What is expected: Transcribe the stretch of rows from the line that contains "jug lid, given" through the line that contains "417], [1207, 292]]", keeping every character as it stands.

(Location identification entries)
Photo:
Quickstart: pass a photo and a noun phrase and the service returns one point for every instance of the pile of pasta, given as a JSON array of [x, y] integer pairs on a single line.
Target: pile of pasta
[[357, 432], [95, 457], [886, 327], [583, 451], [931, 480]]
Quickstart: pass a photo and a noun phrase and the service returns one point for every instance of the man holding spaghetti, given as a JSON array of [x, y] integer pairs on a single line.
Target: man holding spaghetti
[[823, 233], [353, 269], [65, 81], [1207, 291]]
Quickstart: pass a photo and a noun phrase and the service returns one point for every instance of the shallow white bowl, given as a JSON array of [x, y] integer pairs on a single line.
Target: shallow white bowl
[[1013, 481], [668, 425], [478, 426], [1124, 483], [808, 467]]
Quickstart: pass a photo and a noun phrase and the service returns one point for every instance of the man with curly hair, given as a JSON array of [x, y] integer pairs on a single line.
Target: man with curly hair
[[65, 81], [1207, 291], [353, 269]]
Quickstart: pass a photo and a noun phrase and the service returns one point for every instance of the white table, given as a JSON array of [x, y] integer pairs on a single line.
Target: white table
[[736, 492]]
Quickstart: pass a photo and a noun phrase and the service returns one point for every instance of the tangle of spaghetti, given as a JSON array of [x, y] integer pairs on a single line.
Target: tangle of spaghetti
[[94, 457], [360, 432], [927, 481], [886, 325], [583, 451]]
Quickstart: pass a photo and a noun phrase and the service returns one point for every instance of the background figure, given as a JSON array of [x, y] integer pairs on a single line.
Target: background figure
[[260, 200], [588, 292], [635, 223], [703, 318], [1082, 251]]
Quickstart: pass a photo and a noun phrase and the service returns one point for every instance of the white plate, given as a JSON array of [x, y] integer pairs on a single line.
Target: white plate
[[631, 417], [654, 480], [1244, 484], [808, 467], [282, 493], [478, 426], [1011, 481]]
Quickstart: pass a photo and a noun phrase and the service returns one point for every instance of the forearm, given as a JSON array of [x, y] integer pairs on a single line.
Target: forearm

...

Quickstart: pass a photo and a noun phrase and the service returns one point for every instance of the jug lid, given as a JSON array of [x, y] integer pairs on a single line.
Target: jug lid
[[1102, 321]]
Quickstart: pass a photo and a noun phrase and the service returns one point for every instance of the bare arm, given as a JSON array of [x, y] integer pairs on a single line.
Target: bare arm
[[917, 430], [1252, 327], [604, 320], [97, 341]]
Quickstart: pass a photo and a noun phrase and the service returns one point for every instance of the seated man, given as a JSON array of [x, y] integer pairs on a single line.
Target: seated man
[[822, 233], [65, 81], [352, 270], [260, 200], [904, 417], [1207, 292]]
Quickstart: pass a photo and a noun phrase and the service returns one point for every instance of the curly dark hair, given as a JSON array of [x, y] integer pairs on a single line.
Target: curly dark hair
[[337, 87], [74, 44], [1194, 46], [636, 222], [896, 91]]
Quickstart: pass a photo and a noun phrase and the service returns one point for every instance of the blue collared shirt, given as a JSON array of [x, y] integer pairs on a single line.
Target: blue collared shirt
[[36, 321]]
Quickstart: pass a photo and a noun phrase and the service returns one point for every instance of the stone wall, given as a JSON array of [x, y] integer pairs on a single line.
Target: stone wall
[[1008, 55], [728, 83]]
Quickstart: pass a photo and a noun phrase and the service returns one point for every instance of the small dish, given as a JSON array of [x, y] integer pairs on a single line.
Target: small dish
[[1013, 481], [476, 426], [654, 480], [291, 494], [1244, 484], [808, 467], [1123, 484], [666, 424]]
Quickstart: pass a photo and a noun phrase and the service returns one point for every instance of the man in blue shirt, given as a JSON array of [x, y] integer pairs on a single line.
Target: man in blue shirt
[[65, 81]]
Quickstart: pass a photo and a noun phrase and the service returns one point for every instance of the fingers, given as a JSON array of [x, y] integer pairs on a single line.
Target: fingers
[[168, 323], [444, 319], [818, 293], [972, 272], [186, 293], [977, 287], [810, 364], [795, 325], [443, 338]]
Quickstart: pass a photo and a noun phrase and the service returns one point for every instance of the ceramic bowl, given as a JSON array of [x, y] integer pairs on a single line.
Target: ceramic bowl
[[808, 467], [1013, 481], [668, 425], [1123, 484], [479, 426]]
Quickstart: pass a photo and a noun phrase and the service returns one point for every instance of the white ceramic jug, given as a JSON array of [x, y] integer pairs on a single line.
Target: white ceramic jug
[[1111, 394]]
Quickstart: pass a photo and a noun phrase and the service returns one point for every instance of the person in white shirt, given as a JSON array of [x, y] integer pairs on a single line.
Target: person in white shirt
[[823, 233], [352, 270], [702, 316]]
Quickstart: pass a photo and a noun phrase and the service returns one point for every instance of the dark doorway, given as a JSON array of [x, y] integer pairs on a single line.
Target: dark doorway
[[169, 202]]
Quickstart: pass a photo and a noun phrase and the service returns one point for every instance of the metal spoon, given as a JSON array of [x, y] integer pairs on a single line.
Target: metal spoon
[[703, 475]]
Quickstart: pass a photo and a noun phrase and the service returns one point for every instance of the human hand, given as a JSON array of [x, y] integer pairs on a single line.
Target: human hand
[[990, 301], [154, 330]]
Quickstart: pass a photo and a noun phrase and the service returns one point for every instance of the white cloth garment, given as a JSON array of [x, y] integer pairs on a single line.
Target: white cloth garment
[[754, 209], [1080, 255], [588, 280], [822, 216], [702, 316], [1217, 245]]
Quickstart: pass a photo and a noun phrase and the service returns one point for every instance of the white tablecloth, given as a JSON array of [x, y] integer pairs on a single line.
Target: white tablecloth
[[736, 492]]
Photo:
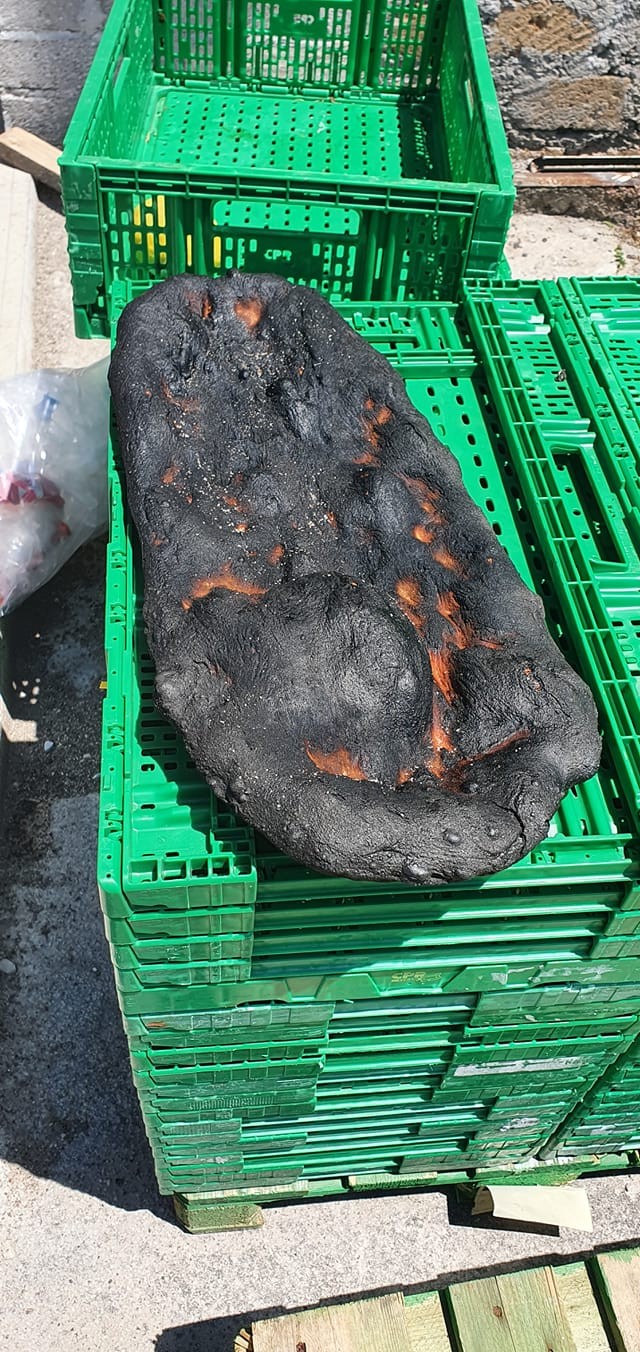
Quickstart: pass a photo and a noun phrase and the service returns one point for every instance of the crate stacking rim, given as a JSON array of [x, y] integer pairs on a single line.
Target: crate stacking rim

Written response:
Quickstart: pass a photo and a noun phrase and the service returns one point for every instance of the jug lid, given as a JSON array of [x, y] integer pairs on a single line.
Target: jug lid
[[1102, 321]]
Quickstart: pass a photo and a noun phrase and the service returns one point for every instance of the bare arm, given as a JSON array of [x, y] integer pairs on a single line.
Target: bare arm
[[917, 430], [1252, 327], [604, 320], [97, 341]]
Quickstart: pass a photo and a noun phrase and the service returns one point for every instance of the seated man, given as a JSON array of [x, y] integer pairs on a single line.
Target: seated man
[[822, 233], [65, 81], [352, 270], [260, 200], [904, 417], [1207, 292]]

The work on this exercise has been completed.